Start of Extracted entries

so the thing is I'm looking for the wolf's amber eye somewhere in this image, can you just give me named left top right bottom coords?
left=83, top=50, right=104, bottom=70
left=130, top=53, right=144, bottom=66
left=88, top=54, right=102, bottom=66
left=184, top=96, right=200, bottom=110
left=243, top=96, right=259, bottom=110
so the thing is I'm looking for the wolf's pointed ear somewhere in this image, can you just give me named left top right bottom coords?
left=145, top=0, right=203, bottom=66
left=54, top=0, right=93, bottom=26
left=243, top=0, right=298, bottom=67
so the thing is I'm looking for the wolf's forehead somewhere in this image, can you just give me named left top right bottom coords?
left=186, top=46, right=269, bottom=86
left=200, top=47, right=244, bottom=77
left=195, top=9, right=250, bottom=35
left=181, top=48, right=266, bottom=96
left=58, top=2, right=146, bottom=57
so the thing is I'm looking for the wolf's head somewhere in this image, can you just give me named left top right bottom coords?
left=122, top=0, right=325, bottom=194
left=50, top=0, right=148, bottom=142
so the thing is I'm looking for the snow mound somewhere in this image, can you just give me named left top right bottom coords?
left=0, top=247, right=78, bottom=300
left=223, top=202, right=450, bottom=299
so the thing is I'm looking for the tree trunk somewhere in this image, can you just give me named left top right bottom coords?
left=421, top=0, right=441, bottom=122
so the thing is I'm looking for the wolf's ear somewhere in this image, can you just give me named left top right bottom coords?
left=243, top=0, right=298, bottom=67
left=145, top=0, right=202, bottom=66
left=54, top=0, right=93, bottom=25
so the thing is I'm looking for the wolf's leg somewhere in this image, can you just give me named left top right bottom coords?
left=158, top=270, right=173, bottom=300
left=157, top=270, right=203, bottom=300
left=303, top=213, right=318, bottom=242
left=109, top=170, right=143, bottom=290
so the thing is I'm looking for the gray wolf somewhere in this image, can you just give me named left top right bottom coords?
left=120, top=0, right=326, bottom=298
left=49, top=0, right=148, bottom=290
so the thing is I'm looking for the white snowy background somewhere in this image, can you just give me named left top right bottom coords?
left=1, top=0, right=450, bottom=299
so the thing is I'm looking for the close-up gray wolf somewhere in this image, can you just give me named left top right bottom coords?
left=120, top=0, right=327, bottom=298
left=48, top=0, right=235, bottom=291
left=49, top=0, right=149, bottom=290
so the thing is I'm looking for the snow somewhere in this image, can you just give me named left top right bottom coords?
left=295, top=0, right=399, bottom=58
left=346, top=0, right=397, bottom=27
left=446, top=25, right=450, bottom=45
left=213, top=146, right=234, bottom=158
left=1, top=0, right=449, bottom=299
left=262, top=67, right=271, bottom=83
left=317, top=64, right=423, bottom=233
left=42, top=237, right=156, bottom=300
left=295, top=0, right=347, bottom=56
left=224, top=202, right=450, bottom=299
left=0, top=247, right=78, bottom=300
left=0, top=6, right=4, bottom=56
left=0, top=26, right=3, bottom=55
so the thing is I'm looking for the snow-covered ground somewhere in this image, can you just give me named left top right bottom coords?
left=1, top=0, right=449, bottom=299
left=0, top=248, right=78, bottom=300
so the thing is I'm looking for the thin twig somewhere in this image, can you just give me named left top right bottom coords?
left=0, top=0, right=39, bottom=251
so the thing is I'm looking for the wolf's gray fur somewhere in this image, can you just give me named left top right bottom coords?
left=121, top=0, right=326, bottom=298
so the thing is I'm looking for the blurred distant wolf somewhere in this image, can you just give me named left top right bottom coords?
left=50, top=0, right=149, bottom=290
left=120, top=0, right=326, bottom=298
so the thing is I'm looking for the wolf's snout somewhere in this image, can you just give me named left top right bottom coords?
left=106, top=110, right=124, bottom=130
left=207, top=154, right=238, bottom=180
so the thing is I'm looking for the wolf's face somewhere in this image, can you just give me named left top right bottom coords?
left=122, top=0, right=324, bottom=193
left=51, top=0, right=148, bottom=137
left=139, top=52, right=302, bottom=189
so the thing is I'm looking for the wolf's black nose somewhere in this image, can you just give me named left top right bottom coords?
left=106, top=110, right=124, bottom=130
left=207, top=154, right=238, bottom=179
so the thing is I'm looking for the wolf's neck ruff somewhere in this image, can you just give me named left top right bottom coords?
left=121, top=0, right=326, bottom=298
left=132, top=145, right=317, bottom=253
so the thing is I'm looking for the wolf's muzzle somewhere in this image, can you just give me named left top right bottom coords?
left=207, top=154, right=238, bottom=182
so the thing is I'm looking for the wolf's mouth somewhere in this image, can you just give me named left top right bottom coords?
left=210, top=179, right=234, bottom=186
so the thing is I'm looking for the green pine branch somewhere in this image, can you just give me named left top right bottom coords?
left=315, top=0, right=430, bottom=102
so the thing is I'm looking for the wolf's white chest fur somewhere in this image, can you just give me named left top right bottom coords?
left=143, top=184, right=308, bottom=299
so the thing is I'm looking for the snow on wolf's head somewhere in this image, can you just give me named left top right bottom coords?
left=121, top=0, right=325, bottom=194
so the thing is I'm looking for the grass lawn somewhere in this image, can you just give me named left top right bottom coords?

End of Extracted entries

**Required work**
Reproduce exactly what appears from the line containing "so the thing is I'm looking for the snow on" down to the final line of the data.

**Your solution**
so the thing is I'm looking for the snow on wolf's head somewhere in this image, can you just give me named left top right bottom coords?
left=121, top=0, right=325, bottom=194
so the thing is I'm looking for the grass lawn somewhere in this image, can you just give me named left top right bottom coords?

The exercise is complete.